What the exercise asks: In the entries below, the lines from the one with "the wooden side" through the one with "where the nun's" are to be copied exactly; both ends count.

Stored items
^^^^^^^^

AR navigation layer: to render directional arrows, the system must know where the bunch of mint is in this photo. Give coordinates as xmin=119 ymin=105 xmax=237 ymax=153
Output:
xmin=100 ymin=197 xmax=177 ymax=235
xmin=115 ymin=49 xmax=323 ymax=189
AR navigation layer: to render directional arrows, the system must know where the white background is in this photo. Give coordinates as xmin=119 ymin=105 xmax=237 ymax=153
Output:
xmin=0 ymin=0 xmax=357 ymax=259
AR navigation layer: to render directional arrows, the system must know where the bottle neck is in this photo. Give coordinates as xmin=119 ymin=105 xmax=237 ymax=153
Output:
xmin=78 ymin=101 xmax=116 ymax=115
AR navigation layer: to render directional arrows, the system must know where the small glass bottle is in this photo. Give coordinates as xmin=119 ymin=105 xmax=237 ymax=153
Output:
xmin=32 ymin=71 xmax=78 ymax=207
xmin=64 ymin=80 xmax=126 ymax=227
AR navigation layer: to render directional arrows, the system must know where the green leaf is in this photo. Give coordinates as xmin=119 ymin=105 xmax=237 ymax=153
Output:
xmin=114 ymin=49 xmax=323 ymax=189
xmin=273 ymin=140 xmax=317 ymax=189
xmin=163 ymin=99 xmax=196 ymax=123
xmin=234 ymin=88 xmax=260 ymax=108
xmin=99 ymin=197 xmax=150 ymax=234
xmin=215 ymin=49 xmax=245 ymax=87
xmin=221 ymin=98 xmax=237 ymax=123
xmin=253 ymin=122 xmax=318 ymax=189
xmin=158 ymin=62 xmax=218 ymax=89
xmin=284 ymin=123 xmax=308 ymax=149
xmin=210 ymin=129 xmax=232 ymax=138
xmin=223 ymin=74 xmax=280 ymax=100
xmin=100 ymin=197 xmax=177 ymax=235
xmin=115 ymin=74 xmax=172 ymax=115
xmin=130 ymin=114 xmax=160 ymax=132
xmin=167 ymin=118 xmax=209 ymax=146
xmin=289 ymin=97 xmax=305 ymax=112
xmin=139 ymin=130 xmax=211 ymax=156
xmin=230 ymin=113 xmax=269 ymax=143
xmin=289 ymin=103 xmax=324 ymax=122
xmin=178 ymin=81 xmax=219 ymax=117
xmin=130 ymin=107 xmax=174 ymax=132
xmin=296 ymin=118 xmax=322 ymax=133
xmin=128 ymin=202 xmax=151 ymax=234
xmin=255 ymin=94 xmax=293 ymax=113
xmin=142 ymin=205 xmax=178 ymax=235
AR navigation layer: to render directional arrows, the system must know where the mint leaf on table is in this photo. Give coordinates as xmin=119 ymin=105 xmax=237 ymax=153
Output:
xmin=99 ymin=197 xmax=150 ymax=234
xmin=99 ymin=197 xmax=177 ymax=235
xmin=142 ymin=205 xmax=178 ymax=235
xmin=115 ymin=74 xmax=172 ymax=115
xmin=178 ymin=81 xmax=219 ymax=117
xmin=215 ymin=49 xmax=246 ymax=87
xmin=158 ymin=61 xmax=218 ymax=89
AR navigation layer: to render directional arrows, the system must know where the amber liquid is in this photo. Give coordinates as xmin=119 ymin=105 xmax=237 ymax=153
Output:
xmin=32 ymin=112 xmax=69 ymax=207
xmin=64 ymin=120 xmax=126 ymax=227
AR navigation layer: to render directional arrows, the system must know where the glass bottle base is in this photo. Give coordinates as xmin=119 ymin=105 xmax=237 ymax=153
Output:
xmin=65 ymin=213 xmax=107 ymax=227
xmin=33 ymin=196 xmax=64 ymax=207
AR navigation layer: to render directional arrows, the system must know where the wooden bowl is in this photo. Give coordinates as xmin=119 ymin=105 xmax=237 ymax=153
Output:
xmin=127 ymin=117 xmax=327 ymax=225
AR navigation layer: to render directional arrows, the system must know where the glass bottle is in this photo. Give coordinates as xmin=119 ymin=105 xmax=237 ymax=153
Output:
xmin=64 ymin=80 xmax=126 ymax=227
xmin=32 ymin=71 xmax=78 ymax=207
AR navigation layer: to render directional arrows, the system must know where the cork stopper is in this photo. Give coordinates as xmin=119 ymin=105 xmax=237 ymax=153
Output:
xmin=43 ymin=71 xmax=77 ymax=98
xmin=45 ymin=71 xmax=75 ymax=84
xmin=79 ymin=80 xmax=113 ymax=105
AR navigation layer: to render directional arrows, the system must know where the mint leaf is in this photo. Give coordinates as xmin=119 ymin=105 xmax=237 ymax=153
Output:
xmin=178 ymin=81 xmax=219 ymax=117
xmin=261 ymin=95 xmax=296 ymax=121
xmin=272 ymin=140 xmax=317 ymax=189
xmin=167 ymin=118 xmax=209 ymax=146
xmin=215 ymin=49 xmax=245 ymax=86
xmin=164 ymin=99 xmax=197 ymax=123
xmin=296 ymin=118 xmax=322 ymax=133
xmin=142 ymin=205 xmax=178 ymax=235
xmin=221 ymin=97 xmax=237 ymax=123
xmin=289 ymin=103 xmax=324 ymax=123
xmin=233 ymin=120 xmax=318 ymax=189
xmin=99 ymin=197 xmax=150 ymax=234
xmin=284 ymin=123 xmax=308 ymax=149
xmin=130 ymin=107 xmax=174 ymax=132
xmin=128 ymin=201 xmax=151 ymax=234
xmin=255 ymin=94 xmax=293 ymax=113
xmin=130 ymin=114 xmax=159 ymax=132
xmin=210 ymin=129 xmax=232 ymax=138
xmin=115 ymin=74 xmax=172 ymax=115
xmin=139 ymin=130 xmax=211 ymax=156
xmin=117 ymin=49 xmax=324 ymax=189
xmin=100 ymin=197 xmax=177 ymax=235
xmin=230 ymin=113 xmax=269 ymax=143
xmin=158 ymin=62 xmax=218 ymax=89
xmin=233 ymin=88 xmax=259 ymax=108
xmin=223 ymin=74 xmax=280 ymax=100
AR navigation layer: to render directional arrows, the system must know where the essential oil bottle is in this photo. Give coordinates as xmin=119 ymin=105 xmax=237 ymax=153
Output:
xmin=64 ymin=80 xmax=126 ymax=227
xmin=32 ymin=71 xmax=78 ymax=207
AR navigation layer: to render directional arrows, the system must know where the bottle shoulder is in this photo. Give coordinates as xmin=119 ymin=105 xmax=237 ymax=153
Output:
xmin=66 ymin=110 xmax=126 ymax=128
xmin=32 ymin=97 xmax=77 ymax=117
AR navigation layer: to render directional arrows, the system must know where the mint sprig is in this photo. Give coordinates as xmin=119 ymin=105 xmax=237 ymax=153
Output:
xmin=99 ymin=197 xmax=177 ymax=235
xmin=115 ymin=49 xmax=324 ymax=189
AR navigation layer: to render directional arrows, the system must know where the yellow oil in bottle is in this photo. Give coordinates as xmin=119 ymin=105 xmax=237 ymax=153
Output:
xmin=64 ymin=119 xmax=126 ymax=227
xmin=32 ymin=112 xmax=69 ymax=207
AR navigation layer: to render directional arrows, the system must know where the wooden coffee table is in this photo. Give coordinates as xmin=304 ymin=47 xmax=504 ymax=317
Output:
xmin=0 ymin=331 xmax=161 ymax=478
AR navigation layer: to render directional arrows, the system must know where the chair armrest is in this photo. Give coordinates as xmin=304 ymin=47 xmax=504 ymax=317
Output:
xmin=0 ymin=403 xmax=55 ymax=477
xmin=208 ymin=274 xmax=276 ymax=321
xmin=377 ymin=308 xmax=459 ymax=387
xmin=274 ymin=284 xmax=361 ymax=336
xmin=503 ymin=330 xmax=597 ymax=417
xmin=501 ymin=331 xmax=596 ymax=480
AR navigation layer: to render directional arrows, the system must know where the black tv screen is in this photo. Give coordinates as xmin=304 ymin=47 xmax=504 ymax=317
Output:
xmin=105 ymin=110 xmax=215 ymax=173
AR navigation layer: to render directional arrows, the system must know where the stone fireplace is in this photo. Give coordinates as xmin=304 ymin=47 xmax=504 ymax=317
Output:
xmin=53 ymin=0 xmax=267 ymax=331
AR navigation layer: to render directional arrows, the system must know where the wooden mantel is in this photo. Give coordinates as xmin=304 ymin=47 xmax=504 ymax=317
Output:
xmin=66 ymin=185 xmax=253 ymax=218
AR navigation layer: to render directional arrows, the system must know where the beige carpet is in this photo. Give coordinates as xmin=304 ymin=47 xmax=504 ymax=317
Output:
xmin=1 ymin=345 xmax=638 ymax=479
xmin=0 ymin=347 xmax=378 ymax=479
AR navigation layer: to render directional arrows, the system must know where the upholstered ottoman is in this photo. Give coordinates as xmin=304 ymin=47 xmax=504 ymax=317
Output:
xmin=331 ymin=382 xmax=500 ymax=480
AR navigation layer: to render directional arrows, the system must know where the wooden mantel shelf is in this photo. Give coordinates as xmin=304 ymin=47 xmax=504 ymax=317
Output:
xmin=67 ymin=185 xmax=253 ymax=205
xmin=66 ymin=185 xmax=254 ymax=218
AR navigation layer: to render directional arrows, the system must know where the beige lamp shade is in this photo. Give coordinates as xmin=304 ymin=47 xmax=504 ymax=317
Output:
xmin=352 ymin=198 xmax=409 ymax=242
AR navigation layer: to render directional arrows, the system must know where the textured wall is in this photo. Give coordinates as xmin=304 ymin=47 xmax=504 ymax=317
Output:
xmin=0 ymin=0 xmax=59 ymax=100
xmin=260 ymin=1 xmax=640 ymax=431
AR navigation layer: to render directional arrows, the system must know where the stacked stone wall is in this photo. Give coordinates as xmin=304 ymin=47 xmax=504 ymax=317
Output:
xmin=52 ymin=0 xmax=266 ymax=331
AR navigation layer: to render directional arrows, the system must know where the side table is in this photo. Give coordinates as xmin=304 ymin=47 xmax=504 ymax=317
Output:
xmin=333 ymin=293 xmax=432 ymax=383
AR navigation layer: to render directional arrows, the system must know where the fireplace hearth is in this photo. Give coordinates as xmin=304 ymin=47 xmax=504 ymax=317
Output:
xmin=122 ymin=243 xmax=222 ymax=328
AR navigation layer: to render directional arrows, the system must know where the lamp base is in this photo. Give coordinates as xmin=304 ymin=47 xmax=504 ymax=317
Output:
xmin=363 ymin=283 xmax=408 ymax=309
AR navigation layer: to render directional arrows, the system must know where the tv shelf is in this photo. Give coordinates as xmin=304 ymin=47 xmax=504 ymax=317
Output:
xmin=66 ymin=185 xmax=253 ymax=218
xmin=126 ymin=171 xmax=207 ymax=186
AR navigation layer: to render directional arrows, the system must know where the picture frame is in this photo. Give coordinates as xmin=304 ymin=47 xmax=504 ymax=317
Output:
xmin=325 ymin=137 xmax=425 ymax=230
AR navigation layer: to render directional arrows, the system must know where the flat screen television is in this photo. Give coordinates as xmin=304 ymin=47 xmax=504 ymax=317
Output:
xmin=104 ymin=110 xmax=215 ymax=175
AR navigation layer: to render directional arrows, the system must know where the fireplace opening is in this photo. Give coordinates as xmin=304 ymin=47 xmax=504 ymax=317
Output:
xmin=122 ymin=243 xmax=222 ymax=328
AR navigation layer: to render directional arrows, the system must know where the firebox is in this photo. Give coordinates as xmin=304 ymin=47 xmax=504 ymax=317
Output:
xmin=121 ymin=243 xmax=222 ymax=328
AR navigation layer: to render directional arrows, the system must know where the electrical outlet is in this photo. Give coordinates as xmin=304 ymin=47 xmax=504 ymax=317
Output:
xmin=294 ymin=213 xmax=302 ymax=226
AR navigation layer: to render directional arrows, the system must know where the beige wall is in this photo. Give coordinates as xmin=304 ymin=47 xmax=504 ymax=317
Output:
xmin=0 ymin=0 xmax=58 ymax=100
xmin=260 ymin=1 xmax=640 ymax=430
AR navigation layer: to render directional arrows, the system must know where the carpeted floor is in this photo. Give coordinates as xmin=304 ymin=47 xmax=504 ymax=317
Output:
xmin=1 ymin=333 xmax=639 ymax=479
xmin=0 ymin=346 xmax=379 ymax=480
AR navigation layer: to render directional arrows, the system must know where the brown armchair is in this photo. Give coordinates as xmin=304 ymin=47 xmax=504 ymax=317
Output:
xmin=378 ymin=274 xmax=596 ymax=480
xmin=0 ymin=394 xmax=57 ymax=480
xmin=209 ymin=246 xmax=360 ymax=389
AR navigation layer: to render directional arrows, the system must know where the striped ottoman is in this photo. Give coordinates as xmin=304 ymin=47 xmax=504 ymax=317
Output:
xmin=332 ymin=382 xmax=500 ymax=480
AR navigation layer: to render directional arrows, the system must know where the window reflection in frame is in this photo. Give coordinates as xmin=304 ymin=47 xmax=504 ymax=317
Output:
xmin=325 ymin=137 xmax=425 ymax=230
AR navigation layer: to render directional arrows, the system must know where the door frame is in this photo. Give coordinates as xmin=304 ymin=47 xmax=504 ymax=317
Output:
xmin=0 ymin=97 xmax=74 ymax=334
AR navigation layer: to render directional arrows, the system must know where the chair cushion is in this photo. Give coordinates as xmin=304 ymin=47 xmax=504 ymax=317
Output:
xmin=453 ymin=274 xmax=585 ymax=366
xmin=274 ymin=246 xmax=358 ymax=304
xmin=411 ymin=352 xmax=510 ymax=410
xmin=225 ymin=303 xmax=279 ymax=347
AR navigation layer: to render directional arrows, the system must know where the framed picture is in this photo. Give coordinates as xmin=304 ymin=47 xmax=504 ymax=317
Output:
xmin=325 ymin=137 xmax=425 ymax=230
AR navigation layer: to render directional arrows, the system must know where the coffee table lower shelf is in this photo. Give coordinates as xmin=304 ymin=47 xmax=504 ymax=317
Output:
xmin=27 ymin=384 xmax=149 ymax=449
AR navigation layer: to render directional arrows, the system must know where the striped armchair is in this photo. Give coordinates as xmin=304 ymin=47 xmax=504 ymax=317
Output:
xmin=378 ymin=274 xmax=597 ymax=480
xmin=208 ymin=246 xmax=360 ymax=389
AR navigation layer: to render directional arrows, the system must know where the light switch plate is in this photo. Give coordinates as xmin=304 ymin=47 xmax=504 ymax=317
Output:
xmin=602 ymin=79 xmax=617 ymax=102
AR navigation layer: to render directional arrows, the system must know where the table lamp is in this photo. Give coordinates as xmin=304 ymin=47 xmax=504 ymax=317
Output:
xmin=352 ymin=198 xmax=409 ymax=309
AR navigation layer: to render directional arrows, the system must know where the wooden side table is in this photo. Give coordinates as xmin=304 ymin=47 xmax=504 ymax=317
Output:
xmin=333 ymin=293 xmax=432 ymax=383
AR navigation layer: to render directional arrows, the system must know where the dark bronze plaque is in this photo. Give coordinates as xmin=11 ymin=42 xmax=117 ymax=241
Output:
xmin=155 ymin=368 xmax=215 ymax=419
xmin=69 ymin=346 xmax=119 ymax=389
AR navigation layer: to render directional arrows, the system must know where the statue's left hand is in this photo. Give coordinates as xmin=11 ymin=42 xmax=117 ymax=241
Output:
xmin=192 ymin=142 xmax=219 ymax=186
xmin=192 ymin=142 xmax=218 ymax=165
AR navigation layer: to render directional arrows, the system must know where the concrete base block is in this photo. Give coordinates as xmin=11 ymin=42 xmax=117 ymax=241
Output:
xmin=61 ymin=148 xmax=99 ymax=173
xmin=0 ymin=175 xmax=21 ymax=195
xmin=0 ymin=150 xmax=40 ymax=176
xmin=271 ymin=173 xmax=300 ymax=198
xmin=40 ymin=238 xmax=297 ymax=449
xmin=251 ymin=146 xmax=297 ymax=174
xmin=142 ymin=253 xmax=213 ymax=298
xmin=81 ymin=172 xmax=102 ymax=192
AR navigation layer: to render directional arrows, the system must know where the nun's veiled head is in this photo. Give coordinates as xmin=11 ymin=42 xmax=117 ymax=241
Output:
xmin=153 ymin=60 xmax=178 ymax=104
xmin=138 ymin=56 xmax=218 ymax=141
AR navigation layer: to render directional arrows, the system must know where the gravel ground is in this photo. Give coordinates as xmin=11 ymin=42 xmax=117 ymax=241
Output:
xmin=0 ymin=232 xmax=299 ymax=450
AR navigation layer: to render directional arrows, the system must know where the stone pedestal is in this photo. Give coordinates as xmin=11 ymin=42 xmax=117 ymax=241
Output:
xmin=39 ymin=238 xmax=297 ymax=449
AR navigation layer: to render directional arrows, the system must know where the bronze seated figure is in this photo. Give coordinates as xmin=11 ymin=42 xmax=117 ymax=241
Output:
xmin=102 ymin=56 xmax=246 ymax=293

^^^^^^^^

Result of the task:
AR navigation layer: to render directional arrows, the system must know where the wooden side table is in this photo. Give coordinates as xmin=304 ymin=47 xmax=504 ymax=317
Output:
xmin=333 ymin=293 xmax=432 ymax=383
AR navigation layer: to render directional arrows, the system must know where the dark bronze plaque is in this photo. Give coordinates as xmin=11 ymin=42 xmax=117 ymax=241
Output:
xmin=155 ymin=368 xmax=215 ymax=419
xmin=69 ymin=346 xmax=119 ymax=389
AR navigation layer: to render directional arrows, the system must know where the statue's left hand is in this photo. Give coordinates as xmin=11 ymin=42 xmax=117 ymax=241
Output:
xmin=192 ymin=142 xmax=219 ymax=186
xmin=192 ymin=142 xmax=218 ymax=165
AR navigation layer: to render directional arrows, the system must know where the concrete base block is in this photo. Give coordinates as xmin=11 ymin=42 xmax=117 ymax=241
Output:
xmin=61 ymin=148 xmax=99 ymax=173
xmin=0 ymin=175 xmax=21 ymax=195
xmin=0 ymin=150 xmax=40 ymax=176
xmin=271 ymin=173 xmax=300 ymax=198
xmin=40 ymin=238 xmax=297 ymax=449
xmin=251 ymin=146 xmax=297 ymax=174
xmin=142 ymin=253 xmax=213 ymax=298
xmin=81 ymin=172 xmax=102 ymax=192
AR navigation layer: to render directional arrows, the system must know where the nun's veiled head is in this photo. Give coordinates as xmin=11 ymin=42 xmax=117 ymax=241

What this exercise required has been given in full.